• **The request**:
Rewrite the material, replacing every "sunglasses" with "a backpack" and keeping everything else unchanged. Omit the pictures.

• **Records shown**:
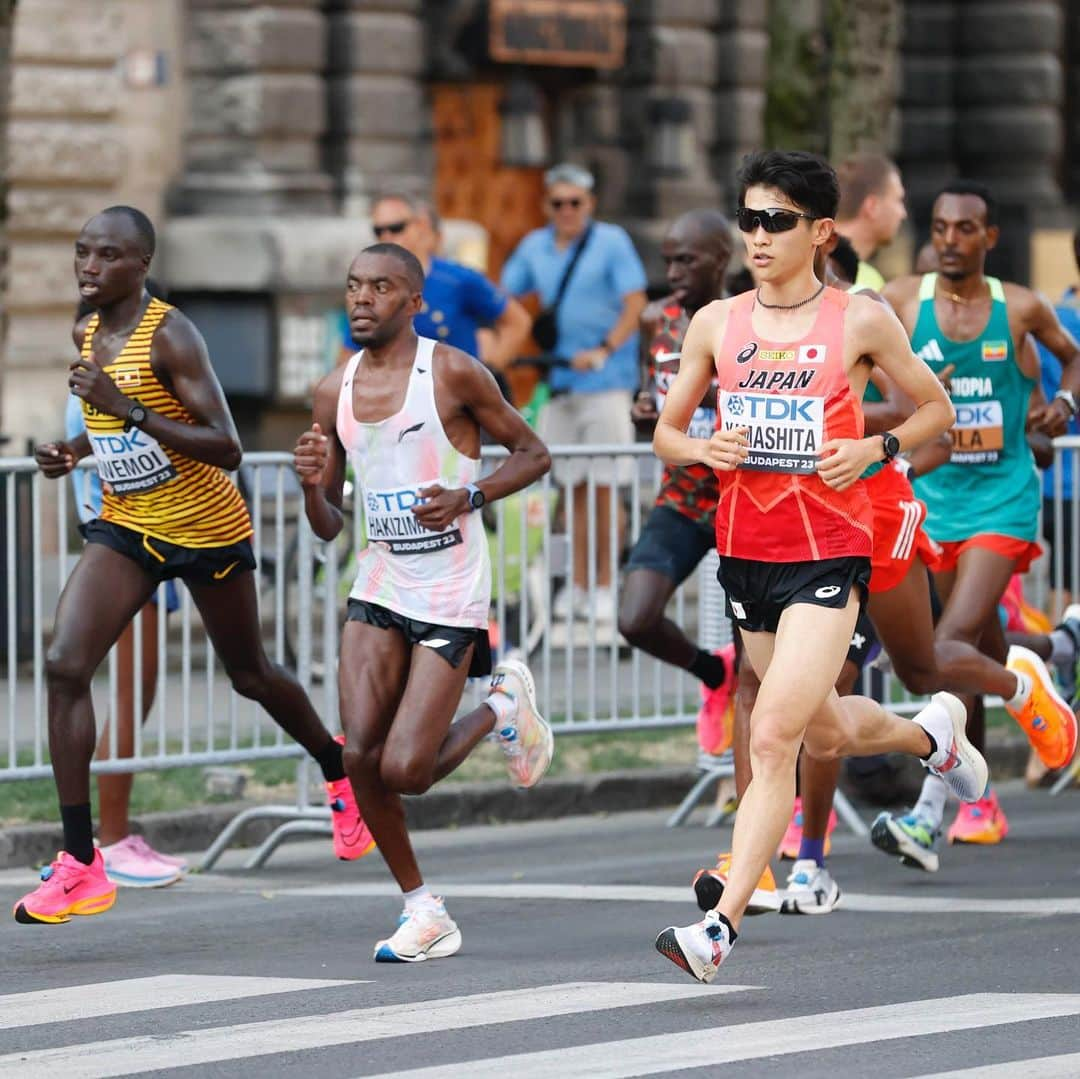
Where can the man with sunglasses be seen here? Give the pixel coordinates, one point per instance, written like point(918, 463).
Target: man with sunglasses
point(596, 317)
point(794, 525)
point(458, 301)
point(983, 506)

• **Reply to the task**:
Where can the man with a backpack be seen here? Give the pixel coordinates, one point per instance, written like point(918, 463).
Target: man with a backpack
point(596, 317)
point(794, 525)
point(458, 301)
point(983, 506)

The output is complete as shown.